Extract:
We recently worked with two New York City-based real estate agents. Rating their performances from one to 10 they represented the top and bottom of the spectrum. One agent, Linda Gawley, Managing Director, Charles H. Greenthal Management & Residential Sales, spent hours mopping up the mess left by the other who was careless and disrespectful of both our agent’s time and of us.
Her aggressive lack of participation was clearly a cause for kudos by the agency she works for. Make money by doing and spending nothing? Congrats! That’s the crystal message we got from the executive at the major New York real estate company who responded to our complaint letter.
In our letter we asked that this agency refund the fee. We heard that it’s not a practice for one agency to pay another in such an instance so we offered the option to return the money to us. Their answer: “No.”

Information shown:
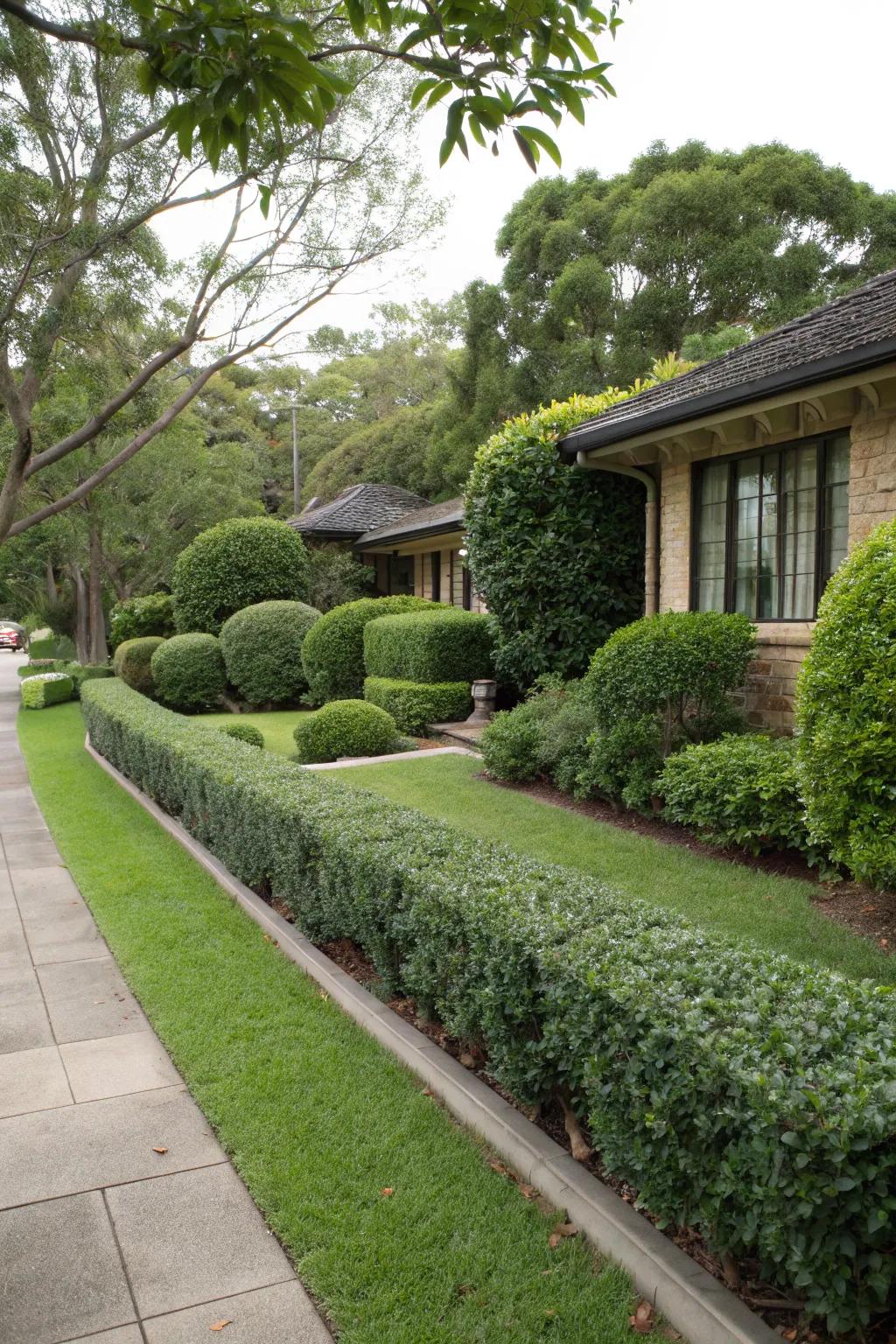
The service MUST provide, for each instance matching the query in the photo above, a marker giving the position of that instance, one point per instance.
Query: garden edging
(687, 1294)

Tasks to carry out:
- 1) In the account of the two New York City real estate agents, what title and firm are given for Linda Gawley?
- 2) Continue the account of the two New York City real estate agents, starting after its last sentence.

Results for each task:
- 1) Managing Director, Charles H. Greenthal Management & Residential Sales

- 2)
The agent lived in her client’s condo apartment and was leaving. We wanted to sublet it and to do so we needed approval of the apartment owner and the building’s board of directors. Following is an abbreviated list of her elementary mistakes that jeopardized our move-in date and caused us inordinate stress.
Our agent remained calm and courteous even when snapped at. We knew something was up when Ms. Gawley questioned the spelling of the apartment owner’s name on the lease. It was an unusual interpretation of a French name. [My father was French so I noticed it.] “It’s correct,” barked Ms. ___ during a conference call we were in on. In fact, it was incorrect, so our certified deposit checks were inaccurate as well. This kind of sloppiness followed and tripped us up throughout the process.
The apartment’s owner–Ms. ____’s client–wanted to meet us across the street from her office/apartment. She wasn’t free so Ms. Gawley squeezed in the appointment to her schedule. Ms. ___ had not given her client a copy of the lease we signed nor had she warned Ms. Gawley to bring one so when he asked for one, Ms. Gawley appeared unprepared—something she never is.
Because of delays caused by Ms. ___’s carelessness on February 1 we did not know whether we would have access to the apartment or if we had been approved by the building’s board of directors and therefore, whether the movers would be allowed in the building on Monday February 2.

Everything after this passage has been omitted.